▶ _SET PROBLEM_:
Count the lines in the records below that contain the string "closet", with case counting. Reply with that number alone.

▶ _LISTED RECORDS_:
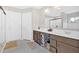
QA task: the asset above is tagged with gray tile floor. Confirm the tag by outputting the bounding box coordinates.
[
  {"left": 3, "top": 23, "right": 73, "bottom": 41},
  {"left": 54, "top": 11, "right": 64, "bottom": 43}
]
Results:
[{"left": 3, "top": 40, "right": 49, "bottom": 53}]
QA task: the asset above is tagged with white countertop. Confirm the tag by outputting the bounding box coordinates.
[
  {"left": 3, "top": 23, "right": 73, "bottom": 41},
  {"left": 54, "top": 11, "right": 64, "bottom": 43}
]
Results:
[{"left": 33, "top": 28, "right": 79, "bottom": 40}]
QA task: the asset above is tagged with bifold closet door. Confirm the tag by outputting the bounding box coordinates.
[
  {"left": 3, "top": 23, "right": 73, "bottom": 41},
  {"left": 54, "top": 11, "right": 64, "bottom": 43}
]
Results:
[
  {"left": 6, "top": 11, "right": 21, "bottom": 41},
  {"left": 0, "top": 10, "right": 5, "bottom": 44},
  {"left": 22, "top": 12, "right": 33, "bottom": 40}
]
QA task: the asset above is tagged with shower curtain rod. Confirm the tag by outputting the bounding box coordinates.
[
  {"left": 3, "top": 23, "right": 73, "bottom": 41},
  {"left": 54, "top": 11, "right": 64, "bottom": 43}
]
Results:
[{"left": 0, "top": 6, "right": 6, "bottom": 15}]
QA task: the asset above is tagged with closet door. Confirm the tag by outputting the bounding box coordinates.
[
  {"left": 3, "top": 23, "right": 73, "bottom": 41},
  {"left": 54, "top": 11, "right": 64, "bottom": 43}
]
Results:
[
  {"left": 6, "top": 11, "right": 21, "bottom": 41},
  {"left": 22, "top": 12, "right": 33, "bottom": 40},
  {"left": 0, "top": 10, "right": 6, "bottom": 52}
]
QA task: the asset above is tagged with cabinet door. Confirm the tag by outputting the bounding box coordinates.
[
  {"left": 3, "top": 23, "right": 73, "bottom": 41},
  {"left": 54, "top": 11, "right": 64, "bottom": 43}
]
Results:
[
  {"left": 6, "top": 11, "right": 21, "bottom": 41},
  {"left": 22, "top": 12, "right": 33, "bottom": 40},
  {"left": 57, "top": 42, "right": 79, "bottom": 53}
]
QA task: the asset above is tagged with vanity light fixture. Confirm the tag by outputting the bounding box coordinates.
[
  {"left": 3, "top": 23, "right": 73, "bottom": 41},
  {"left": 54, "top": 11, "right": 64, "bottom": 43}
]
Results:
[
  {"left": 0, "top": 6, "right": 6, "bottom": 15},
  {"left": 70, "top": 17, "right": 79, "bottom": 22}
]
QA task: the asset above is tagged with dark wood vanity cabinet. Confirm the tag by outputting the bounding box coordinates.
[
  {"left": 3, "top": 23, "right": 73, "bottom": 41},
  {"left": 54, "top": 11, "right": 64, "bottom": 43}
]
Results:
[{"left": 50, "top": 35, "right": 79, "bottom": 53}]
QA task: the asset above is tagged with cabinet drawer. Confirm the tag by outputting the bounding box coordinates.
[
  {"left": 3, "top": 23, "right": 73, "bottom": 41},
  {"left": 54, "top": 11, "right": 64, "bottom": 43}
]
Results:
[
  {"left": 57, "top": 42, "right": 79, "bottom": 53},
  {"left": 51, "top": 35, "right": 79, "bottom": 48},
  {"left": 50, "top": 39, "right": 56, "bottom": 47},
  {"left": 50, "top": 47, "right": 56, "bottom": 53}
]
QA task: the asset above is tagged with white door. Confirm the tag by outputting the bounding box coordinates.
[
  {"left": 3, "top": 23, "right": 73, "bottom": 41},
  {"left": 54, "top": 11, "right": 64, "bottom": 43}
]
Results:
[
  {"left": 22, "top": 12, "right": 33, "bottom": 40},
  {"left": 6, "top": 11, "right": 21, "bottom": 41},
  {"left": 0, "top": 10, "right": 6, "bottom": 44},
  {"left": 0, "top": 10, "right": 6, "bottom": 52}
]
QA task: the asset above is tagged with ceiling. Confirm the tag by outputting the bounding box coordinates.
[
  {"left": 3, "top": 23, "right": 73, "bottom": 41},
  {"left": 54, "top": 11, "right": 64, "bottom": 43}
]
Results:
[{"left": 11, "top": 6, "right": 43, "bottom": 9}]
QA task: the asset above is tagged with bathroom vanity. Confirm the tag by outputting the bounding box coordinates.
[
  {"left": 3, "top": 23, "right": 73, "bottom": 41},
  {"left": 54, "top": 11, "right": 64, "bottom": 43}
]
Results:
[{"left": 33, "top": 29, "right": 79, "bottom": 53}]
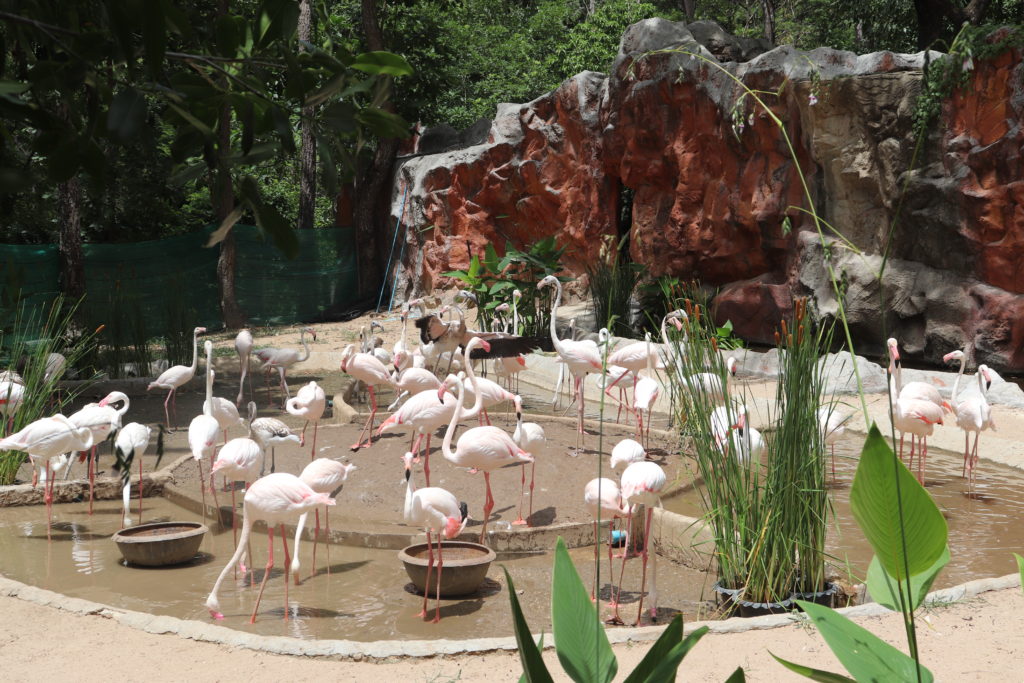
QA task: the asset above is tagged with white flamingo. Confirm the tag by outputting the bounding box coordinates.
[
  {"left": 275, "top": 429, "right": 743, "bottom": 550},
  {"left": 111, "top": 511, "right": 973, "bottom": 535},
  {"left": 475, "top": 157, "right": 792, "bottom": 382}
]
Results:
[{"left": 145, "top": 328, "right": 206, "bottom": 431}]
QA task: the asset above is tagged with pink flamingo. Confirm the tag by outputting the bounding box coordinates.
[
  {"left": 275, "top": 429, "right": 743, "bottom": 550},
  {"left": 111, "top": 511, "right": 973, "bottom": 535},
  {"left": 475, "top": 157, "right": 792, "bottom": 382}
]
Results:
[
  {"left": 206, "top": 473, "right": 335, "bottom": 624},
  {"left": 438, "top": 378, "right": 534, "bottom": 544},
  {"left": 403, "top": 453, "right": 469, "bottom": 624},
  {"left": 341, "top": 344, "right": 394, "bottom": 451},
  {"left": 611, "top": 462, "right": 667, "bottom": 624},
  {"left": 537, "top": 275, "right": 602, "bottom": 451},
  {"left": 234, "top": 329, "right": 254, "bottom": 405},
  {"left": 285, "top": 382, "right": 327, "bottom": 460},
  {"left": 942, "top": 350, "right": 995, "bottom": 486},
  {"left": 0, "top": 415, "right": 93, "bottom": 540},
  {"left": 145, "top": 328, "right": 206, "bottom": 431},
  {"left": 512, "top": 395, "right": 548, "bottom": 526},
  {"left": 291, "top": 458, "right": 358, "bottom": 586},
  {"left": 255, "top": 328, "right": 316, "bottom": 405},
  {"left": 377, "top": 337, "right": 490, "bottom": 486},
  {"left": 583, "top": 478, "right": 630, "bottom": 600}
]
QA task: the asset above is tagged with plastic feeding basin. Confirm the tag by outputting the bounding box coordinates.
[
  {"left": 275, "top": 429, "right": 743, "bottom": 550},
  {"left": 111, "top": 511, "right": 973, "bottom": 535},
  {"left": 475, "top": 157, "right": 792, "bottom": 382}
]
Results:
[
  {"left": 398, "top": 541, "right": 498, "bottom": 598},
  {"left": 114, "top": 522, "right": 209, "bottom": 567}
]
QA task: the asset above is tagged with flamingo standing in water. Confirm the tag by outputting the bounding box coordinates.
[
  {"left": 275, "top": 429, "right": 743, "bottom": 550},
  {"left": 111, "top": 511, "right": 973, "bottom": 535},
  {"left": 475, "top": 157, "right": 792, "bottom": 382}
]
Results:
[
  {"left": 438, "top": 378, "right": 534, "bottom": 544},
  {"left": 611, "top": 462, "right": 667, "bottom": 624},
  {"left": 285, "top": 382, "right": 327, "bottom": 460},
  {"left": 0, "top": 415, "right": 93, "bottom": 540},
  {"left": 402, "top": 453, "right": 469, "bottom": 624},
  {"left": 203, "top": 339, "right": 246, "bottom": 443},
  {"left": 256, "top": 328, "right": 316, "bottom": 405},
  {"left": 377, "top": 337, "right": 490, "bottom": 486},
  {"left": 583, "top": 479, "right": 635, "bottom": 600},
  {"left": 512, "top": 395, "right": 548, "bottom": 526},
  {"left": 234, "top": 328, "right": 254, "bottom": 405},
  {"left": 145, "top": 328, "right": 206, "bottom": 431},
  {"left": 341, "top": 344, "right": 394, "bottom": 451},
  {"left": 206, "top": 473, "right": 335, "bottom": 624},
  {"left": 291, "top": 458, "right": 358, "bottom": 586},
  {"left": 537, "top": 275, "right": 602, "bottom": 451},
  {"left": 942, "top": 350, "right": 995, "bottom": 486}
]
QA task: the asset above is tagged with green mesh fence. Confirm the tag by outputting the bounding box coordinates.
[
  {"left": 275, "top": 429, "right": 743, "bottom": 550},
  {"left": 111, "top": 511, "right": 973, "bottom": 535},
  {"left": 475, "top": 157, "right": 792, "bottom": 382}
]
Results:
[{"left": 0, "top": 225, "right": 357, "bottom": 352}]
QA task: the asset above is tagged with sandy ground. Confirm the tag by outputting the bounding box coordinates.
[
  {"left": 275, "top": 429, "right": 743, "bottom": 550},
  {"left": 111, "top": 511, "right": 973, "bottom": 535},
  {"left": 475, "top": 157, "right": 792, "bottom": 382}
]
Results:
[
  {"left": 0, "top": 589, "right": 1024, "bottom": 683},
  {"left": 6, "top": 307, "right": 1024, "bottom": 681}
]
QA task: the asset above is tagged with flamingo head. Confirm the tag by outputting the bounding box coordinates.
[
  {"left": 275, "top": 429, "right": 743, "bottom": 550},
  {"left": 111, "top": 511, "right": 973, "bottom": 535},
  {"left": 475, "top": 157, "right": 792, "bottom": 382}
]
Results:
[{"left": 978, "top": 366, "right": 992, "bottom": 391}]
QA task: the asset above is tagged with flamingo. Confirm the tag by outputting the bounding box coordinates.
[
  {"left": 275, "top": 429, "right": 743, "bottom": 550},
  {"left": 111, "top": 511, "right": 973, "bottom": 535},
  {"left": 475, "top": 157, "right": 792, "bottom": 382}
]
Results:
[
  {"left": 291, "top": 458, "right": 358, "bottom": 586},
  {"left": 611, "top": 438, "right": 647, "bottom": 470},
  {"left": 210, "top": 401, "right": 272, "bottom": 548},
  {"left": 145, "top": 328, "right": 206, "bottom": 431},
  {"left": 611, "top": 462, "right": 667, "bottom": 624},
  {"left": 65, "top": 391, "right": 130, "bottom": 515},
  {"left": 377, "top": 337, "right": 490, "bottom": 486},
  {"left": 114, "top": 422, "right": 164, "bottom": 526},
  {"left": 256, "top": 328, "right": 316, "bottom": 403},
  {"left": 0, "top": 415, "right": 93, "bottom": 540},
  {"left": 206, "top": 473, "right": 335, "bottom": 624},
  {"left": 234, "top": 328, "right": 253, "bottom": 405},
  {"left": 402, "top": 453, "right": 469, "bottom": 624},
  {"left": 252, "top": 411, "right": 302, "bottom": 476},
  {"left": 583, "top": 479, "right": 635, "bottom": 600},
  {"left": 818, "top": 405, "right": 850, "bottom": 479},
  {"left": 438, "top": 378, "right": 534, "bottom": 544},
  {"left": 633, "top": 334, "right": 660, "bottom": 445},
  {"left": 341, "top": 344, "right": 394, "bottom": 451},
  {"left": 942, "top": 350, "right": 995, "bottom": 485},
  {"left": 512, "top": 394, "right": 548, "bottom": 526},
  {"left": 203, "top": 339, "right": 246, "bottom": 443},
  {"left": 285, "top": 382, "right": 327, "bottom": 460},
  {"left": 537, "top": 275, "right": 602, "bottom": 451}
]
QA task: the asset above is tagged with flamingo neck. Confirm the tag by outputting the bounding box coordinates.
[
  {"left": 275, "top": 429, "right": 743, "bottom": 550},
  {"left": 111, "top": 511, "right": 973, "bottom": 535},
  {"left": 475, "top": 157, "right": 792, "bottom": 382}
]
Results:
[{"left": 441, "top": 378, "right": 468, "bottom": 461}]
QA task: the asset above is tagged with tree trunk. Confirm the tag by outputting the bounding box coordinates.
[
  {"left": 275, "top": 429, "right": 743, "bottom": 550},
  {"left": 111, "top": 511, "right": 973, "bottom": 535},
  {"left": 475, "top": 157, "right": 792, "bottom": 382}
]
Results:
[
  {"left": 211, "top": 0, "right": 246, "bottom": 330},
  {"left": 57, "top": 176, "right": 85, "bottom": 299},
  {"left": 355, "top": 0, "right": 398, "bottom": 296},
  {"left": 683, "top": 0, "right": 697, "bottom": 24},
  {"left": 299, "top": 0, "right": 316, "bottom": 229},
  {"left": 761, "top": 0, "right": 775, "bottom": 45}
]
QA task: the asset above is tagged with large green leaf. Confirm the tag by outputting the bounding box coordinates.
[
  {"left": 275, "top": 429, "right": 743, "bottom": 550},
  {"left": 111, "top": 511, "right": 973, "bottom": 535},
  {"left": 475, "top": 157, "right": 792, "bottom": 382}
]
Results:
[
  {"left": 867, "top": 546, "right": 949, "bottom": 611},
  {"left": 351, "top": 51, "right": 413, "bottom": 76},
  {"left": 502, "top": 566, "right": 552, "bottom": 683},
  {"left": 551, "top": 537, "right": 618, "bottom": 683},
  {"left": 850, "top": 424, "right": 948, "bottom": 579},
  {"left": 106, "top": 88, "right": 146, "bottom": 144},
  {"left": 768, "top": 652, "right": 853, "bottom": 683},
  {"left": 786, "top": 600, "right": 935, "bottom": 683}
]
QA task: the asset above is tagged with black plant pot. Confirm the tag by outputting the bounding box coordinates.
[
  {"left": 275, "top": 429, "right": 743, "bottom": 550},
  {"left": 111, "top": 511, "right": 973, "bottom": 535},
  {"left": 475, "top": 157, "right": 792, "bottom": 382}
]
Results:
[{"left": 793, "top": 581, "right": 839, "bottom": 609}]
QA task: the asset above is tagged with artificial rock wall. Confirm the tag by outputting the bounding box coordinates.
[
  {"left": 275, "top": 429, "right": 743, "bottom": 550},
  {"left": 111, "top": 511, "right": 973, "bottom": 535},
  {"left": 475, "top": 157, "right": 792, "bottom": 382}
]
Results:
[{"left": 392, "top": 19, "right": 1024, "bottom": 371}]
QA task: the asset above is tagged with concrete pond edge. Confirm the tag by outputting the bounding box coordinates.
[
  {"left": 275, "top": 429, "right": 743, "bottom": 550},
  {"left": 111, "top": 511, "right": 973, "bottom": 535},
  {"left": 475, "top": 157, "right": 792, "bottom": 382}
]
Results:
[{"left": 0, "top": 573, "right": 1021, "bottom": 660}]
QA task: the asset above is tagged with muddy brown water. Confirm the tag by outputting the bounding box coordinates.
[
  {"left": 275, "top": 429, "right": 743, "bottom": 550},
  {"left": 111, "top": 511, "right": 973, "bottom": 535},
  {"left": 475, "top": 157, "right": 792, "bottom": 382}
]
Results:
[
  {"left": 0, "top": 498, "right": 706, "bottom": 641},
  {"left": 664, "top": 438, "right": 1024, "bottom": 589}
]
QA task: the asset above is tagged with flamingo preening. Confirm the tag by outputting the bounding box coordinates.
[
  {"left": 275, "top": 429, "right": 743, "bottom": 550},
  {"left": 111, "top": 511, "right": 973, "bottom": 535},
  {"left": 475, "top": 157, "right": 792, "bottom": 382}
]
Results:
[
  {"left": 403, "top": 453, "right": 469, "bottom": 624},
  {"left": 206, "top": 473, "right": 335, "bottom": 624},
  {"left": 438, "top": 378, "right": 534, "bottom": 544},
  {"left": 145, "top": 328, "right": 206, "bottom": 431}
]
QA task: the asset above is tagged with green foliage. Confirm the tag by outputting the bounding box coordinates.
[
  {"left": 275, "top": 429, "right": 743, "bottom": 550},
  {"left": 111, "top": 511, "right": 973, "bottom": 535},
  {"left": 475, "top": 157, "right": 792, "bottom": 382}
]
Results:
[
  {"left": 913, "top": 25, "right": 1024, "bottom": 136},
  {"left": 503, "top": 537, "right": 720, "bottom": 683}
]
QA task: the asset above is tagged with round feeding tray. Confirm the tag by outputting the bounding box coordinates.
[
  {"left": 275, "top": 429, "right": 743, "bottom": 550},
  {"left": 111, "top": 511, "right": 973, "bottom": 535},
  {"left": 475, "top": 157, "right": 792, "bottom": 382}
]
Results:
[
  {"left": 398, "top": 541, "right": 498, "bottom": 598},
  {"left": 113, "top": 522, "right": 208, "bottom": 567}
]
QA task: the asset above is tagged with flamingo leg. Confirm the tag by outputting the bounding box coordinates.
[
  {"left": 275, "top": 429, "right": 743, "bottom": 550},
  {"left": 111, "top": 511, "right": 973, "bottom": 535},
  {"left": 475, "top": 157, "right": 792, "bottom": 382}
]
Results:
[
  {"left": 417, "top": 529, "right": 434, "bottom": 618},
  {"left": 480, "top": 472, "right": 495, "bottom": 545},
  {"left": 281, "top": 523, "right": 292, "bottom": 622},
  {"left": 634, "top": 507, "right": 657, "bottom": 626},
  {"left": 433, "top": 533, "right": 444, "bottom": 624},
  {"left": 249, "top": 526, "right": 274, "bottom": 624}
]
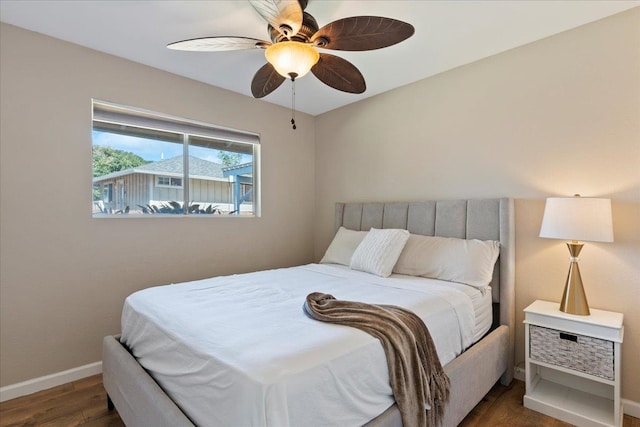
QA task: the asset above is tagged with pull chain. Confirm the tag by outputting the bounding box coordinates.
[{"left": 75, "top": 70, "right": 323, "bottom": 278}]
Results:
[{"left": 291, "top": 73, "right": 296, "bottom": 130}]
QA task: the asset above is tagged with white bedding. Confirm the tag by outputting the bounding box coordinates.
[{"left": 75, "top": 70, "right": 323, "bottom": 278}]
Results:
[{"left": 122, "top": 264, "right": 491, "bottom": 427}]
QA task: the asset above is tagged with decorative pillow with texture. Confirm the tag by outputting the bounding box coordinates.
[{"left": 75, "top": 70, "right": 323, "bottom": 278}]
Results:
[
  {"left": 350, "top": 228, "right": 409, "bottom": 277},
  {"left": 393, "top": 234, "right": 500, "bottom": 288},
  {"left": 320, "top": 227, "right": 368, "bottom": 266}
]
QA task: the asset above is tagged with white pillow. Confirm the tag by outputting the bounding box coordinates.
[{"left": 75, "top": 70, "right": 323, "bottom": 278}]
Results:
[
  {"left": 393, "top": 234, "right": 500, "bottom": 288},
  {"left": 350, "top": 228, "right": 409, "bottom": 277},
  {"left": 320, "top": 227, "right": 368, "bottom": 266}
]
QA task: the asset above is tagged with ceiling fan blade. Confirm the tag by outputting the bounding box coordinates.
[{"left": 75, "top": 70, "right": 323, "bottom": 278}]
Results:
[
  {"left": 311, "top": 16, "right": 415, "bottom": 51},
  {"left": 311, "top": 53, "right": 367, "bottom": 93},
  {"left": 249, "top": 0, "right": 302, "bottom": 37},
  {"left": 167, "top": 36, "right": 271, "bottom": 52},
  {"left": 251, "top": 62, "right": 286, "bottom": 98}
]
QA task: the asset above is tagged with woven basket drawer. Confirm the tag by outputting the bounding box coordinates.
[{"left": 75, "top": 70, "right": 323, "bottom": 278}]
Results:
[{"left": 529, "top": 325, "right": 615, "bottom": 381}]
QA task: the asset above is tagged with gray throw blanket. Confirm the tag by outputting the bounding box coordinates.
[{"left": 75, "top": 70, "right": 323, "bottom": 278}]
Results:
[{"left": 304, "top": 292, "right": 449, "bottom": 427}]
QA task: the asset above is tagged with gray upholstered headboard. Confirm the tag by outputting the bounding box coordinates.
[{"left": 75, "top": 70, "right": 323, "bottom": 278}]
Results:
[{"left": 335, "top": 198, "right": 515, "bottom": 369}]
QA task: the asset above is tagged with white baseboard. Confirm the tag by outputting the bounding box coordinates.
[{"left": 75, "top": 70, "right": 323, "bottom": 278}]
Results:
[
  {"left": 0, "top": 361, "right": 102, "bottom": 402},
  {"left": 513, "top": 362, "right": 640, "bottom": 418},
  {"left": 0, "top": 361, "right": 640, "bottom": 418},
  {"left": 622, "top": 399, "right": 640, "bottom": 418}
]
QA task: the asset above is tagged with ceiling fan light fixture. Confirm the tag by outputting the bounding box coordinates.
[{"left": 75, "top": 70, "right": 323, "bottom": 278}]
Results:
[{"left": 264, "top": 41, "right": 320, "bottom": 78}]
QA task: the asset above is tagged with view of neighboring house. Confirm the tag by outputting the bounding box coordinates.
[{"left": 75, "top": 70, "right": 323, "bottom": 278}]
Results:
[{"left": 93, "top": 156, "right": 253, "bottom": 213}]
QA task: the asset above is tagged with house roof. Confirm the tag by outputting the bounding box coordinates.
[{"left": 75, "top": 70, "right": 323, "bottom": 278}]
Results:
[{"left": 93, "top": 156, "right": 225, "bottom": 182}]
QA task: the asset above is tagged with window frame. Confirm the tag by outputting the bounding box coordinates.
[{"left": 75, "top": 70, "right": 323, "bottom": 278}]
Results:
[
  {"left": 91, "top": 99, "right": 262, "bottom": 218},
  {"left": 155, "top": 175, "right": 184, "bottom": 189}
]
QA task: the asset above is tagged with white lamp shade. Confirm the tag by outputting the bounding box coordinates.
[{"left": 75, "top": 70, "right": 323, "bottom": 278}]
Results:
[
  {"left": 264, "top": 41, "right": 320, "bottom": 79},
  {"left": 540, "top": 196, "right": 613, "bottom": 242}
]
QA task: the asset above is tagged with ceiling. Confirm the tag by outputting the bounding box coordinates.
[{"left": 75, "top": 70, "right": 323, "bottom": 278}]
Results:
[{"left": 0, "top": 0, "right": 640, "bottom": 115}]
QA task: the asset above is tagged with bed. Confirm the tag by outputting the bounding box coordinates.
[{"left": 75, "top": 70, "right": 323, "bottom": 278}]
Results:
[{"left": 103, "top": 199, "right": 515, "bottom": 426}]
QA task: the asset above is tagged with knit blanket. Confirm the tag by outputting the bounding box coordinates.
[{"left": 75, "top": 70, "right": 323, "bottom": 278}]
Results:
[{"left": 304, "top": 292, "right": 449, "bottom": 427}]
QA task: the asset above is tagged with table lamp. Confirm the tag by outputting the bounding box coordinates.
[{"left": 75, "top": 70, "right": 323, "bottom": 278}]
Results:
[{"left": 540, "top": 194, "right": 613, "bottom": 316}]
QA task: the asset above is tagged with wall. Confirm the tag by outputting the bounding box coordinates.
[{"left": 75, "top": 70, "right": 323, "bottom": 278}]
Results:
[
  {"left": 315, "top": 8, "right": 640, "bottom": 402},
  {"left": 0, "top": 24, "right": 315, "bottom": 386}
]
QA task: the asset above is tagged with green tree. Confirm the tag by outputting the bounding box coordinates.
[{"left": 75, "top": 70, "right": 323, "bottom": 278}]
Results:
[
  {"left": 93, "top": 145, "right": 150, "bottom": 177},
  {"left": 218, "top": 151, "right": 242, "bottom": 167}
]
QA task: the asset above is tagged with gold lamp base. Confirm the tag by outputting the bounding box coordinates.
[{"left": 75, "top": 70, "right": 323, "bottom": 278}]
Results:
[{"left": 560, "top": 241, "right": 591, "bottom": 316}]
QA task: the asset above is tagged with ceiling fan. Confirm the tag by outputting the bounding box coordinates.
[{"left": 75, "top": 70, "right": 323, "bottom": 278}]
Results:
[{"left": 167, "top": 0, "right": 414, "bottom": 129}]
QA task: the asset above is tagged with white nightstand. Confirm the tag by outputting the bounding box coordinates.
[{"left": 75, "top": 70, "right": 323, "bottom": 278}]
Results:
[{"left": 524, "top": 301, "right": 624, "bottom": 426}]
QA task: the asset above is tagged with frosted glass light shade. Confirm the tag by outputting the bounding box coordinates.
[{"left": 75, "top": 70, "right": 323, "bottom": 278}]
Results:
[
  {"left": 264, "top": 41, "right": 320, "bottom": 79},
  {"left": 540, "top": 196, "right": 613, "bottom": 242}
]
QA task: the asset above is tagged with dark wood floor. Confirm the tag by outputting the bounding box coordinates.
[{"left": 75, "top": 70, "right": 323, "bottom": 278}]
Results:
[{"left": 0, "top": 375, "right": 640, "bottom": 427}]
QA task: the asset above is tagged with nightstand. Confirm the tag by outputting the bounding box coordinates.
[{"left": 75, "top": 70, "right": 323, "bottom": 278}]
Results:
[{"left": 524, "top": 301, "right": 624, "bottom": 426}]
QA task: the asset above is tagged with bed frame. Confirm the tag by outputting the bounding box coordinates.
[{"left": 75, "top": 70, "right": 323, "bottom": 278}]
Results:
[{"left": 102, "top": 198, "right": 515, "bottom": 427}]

▶ _RESPONSE TO THIS EXERCISE_:
2